● Document text
╭──

Title: TorchTitan - a PyTorch Native Platform for Training Foundation Models
Speaker: Chien-Chin Huang (Meta) [webpage: https://scholar.google.com/citations?user=vMMXCLAAAAAJ&hl=en]
Time: 10:00 am, November 21 (Friday), 2025
Location: Ryder Hall 156
Online link: provided upon request or see the seminar email.

Abstract:

TorchTitan is a PyTorch native open-source platform (GitHub: https://github.com/pytorch/torchtitan) designed for scalable and flexible training of generative AI models. Integrated tightly with PyTorch’s distributed stack while offering efficient optimizations and modular configurations, TorchTitan showcases elastic training of LLMs with composable 4/5-D parallelism. Moreover, TorchTitan supports extensible abstractions to experiment with new model architectures (e.g., diffusion models) or infrastructure techniques (e.g., a compiler-first FSDP implementation), while biasing towards a clean, minimal codebase.

Bio:

Chien-Chin Huang is a software engineer at Meta, working on the PyTorch Distributed team. His primary focus is on distributed training at scale. He has contributed to several projects, including Distributed Checkpointing (DCP), Fully Sharded Data Parallelism (FSDP), asynchronous Tensor Parallelism (TP), Context Parallelism (CP), and TorchTitan. Before joining Meta, he pursued a Ph.D. at NYU, where his research also centered on distributed training.

╰──

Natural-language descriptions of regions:
╭──

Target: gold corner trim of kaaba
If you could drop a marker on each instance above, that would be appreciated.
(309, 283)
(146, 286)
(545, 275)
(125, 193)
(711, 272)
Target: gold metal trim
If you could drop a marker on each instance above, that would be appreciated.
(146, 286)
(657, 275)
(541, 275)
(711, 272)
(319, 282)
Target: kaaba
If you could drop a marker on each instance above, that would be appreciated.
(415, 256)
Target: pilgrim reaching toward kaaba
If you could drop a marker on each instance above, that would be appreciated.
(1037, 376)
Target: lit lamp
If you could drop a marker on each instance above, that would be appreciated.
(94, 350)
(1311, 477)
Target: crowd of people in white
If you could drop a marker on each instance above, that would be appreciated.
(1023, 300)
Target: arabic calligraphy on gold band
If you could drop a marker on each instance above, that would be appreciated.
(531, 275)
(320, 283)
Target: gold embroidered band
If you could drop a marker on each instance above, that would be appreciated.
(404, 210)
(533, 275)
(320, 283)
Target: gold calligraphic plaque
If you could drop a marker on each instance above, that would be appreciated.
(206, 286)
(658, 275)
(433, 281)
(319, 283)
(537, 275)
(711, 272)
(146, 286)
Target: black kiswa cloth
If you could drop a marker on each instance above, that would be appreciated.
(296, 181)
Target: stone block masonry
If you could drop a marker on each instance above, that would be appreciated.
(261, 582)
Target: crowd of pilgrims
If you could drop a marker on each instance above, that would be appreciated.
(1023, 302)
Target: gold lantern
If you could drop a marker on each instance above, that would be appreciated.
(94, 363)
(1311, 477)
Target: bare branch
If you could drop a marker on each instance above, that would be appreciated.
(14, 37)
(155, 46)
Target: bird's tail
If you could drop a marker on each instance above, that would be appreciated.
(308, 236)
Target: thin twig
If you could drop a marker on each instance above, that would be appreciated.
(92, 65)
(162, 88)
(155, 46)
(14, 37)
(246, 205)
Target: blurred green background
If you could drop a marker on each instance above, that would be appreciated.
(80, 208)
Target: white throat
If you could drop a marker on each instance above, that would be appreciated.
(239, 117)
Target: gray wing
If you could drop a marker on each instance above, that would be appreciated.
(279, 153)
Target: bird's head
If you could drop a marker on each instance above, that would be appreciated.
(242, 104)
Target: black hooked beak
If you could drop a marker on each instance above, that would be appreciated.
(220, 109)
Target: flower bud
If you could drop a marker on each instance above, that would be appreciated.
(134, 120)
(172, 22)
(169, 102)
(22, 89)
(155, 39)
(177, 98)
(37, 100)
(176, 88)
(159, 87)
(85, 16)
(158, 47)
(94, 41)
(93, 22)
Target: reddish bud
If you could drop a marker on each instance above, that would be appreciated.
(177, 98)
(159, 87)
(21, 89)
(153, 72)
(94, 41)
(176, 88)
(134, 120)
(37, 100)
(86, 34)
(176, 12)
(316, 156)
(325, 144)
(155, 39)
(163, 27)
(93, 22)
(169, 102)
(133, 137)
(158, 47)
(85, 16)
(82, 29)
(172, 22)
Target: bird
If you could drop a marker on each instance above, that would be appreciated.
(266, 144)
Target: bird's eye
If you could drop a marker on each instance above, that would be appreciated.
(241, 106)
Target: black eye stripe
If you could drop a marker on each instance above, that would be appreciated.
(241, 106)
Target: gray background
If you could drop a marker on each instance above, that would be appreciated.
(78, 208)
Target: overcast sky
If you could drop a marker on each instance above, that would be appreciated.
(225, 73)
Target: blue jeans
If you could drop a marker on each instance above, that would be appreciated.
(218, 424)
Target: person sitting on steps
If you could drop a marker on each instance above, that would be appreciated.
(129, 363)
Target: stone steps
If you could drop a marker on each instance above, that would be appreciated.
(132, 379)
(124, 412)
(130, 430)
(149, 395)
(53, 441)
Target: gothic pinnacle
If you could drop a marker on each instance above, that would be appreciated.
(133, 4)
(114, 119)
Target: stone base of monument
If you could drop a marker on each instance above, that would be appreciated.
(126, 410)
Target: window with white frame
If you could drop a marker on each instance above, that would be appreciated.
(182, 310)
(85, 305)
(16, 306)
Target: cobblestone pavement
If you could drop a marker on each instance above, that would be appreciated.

╰──

● What the exercise asks
Copy the TorchTitan seminar announcement in full, word for word.

● Output of the task
Title: TorchTitan - a PyTorch Native Platform for Training Foundation Models
Speaker: Chien-Chin Huang (Meta) [webpage: https://scholar.google.com/citations?user=vMMXCLAAAAAJ&hl=en]
Time: 10:00 am, November 21 (Friday), 2025
Location: Ryder Hall 156
Online link: provided upon request or see the seminar email.

Abstract:

TorchTitan is a PyTorch native open-source platform (GitHub: https://github.com/pytorch/torchtitan) designed for scalable and flexible training of generative AI models. Integrated tightly with PyTorch’s distributed stack while offering efficient optimizations and modular configurations, TorchTitan showcases elastic training of LLMs with composable 4/5-D parallelism. Moreover, TorchTitan supports extensible abstractions to experiment with new model architectures (e.g., diffusion models) or infrastructure techniques (e.g., a compiler-first FSDP implementation), while biasing towards a clean, minimal codebase.

Bio:

Chien-Chin Huang is a software engineer at Meta, working on the PyTorch Distributed team. His primary focus is on distributed training at scale. He has contributed to several projects, including Distributed Checkpointing (DCP), Fully Sharded Data Parallelism (FSDP), asynchronous Tensor Parallelism (TP), Context Parallelism (CP), and TorchTitan. Before joining Meta, he pursued a Ph.D. at NYU, where his research also centered on distributed training.